→ Exercise brief
Rewrite the records that follow with every "wooden" swapped for "timber" and nothing else changed, leaving out the pictures.
——
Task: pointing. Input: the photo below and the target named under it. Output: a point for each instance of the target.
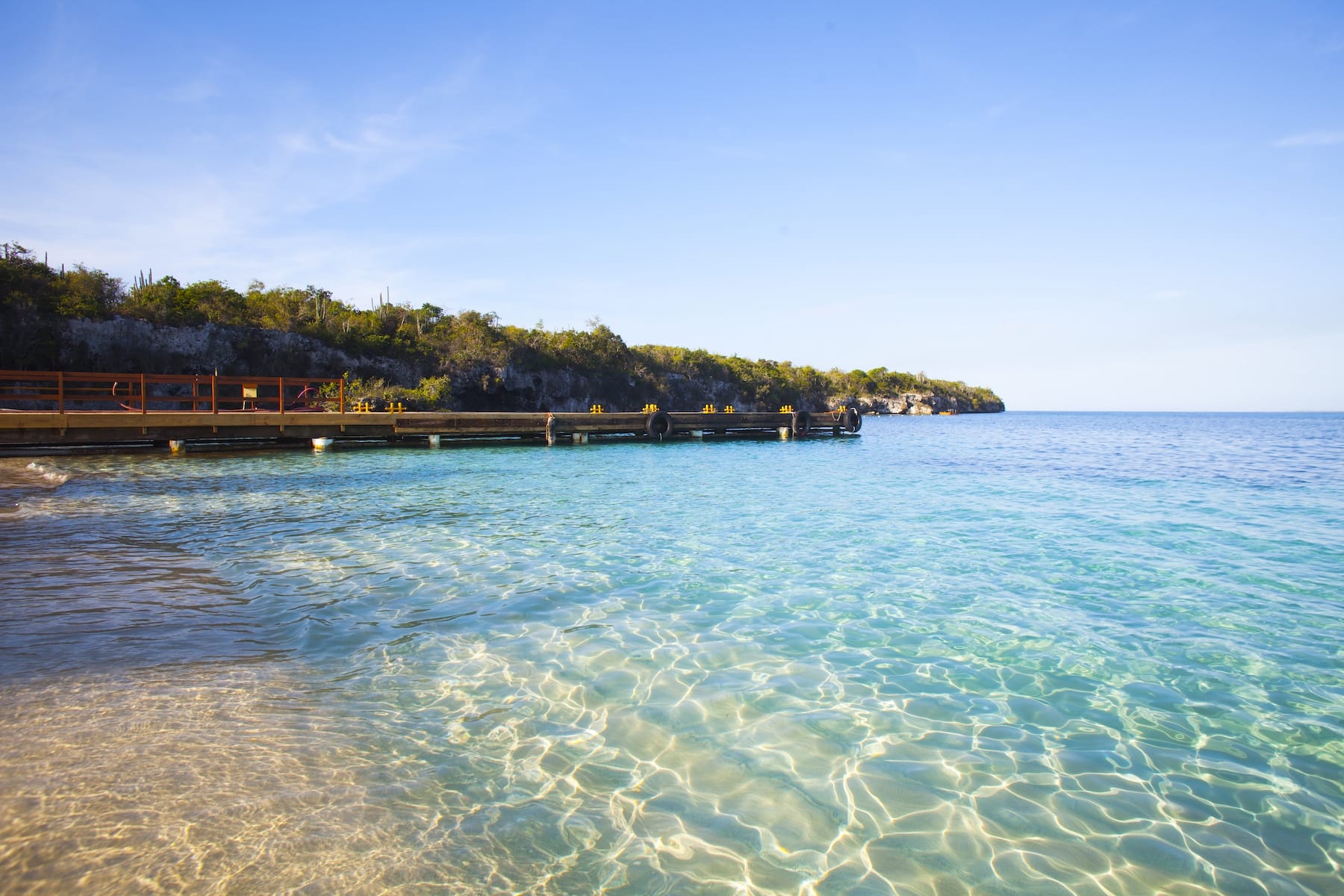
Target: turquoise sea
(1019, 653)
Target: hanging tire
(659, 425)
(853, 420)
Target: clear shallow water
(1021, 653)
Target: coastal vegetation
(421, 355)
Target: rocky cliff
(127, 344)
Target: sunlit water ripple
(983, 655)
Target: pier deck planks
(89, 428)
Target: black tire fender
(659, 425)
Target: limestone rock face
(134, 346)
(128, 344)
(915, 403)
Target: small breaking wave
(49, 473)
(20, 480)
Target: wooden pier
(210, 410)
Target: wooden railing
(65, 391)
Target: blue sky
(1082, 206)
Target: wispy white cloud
——
→ Completed task
Task: pointing. Input: the photo below and the target named under it. Output: a point for each instance of the target.
Target: turquoise sea
(1019, 653)
Target: hanging tire
(659, 425)
(853, 420)
Target: clear shallow water
(1021, 653)
Target: coastal vegetation
(421, 355)
Target: rocky cliff
(127, 344)
Target: sunlit water ripple
(983, 655)
Target: pier deck planks
(89, 428)
Target: black tire fender
(659, 425)
Target: limestone rock face
(134, 346)
(128, 344)
(915, 403)
Target: small breaking wave
(49, 473)
(20, 480)
Target: timber pier
(210, 410)
Target: timber railing
(65, 391)
Target: blue sky
(1082, 206)
Target: wispy white cloud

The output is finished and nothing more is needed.